**Yang Dikerjakan**
Tulis ulang seluruh teks tentang sekolah yang tidak punya gedung tanpa mengubah satu huruf atau tanda baca pun.

**Kutipan Bacaan**
* * * *
Sekolah tapi tak punya gedung, adalah hal yang membuat hati miris. Apalagi ini terjadi sejak sekolah itu berdiri. Selain SMP Negeri 60 Kota Bandung, ada tujuh sekolah lainnya di Kota Bandung dengan nasib serupa. Hal ini tentu sangat memprihatinkan. Mengingat begitu luasnya negeri ini, bisa jadi masih banyak sekolah dengan kondisi yang sama namun luput dari sorotan media.
Pemerintah Tidak Berpihak terhadap Rakyat
Jika kita telisik, amanat Pembukaan Undang-Undang Dasar 1945 menyatakan, negara bertanggungjawab mencerdaskan kehidupan bangsa. Artinya, setiap warga negara berhak mendapatkan jaminan atas pendidikan lengkap dengan sarana prasarananya. Biaya pendidikan murah agar terjangkau bagi masyarakat ekonomi kurang mampu. Namun, jika faktanya kita dapati ada sekolah tanpa gedung, maka patut dipertanyakan, "Apakah negara telah menjalankan amanah pembukaan UUD 1945 tersebut, yang tidak sedikit kita jumpai di lapangan hari ini ?
* * * *
**Cuplikan Catatan**
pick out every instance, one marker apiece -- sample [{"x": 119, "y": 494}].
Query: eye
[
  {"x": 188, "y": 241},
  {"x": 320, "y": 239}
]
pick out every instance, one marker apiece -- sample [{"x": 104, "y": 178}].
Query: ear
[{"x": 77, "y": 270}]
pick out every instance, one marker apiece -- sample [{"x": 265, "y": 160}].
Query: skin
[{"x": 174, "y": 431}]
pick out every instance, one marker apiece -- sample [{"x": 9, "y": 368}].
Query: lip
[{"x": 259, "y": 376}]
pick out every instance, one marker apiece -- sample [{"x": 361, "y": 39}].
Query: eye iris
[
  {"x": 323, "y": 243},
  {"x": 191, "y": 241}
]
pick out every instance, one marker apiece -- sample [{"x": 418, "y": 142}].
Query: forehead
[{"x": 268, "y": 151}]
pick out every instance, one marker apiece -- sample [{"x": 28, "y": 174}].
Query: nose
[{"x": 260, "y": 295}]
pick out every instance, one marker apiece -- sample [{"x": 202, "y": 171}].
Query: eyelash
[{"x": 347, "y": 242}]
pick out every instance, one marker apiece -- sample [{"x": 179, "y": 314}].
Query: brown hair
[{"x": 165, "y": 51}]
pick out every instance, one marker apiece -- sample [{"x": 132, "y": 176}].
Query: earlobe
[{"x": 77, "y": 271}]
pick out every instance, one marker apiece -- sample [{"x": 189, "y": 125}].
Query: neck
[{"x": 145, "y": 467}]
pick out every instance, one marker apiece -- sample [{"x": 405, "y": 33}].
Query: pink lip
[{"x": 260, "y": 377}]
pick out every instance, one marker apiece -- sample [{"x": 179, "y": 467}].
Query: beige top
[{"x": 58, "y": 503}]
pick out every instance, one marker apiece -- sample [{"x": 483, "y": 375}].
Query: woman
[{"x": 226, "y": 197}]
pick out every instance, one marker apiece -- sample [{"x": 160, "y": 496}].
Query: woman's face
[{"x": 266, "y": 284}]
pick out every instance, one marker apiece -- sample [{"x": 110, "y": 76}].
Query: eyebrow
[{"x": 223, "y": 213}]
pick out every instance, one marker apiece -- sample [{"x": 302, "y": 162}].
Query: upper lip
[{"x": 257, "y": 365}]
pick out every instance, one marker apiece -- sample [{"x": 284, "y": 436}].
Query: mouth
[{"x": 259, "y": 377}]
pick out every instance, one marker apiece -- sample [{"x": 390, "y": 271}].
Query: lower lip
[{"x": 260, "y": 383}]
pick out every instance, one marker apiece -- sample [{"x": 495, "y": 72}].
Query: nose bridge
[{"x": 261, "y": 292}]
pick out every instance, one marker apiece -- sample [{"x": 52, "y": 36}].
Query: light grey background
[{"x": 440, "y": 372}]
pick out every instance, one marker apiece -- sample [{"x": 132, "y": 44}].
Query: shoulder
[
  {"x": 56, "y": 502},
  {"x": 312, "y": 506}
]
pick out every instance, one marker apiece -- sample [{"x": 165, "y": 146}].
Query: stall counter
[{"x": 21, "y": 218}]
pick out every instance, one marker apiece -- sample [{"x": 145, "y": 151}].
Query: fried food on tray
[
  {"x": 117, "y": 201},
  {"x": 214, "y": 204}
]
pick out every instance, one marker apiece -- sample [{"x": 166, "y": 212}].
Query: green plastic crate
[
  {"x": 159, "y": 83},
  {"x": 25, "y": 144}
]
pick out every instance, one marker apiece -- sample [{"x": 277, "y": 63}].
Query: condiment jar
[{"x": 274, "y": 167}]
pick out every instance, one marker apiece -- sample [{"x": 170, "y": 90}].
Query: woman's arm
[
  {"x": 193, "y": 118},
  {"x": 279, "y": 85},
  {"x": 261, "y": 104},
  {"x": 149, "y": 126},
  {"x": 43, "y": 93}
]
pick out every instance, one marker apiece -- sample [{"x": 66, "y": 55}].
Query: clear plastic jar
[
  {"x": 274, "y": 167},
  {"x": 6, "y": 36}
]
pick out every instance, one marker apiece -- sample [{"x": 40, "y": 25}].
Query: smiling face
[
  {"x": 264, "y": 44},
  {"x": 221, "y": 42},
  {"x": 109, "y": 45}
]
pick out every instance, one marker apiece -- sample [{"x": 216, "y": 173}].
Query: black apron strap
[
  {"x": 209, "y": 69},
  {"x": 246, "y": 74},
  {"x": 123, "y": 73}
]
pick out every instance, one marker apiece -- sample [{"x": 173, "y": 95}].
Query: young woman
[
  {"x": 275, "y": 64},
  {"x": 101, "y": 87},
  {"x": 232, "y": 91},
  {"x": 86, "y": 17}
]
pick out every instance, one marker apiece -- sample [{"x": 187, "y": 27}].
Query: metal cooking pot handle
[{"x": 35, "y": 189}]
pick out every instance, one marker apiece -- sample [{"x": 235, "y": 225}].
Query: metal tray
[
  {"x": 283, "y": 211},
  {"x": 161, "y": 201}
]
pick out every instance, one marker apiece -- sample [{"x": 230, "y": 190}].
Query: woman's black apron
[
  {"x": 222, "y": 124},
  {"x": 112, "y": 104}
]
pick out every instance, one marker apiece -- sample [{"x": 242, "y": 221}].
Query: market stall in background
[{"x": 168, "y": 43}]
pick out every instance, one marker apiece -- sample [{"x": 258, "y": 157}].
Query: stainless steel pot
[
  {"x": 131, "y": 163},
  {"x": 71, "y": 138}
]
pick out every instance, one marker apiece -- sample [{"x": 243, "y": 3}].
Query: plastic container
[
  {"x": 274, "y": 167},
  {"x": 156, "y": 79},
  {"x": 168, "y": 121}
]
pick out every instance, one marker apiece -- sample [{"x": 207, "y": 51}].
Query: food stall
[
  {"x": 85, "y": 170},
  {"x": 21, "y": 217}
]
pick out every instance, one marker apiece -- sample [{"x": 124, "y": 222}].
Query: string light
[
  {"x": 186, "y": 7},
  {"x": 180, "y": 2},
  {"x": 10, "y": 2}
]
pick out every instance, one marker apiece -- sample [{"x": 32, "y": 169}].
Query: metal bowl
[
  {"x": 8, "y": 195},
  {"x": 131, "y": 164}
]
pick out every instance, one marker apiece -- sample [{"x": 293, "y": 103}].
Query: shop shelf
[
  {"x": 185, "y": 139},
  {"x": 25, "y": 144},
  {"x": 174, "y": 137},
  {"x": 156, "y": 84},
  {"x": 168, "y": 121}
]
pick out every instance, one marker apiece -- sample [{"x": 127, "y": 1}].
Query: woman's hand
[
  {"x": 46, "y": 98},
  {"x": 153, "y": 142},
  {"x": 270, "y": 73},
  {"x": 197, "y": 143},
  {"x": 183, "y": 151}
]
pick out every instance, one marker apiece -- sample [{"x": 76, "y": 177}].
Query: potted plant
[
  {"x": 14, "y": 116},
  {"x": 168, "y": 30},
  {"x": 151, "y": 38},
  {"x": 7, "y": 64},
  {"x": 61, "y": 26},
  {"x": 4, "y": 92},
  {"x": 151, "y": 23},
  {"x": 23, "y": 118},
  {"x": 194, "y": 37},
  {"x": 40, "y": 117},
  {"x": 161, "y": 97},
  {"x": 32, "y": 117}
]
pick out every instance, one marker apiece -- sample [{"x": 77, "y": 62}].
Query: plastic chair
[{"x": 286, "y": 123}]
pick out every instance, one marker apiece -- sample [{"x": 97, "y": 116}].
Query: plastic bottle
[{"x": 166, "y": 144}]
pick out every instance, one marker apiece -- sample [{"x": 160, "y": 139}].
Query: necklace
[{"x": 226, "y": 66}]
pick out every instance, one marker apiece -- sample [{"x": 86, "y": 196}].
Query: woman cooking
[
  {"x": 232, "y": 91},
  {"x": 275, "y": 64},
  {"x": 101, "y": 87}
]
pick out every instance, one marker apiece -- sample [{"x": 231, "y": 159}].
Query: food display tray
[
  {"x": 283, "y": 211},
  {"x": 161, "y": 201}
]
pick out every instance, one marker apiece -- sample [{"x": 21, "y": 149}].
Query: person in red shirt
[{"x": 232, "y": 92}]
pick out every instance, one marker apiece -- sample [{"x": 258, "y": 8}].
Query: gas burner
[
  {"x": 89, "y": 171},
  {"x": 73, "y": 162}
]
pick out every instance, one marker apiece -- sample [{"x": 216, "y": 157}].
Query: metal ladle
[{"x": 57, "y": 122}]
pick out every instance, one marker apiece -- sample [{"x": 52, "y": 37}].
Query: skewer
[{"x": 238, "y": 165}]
* * * *
**Penyelesaian**
Sekolah tapi tak punya gedung, adalah hal yang membuat hati miris. Apalagi ini terjadi sejak sekolah itu berdiri. Selain SMP Negeri 60 Kota Bandung, ada tujuh sekolah lainnya di Kota Bandung dengan nasib serupa. Hal ini tentu sangat memprihatinkan. Mengingat begitu luasnya negeri ini, bisa jadi masih banyak sekolah dengan kondisi yang sama namun luput dari sorotan media.
Pemerintah Tidak Berpihak terhadap Rakyat
Jika kita telisik, amanat Pembukaan Undang-Undang Dasar 1945 menyatakan, negara bertanggungjawab mencerdaskan kehidupan bangsa. Artinya, setiap warga negara berhak mendapatkan jaminan atas pendidikan lengkap dengan sarana prasarananya. Biaya pendidikan murah agar terjangkau bagi masyarakat ekonomi kurang mampu. Namun, jika faktanya kita dapati ada sekolah tanpa gedung, maka patut dipertanyakan, "Apakah negara telah menjalankan amanah pembukaan UUD 1945 tersebut, yang tidak sedikit kita jumpai di lapangan hari ini ?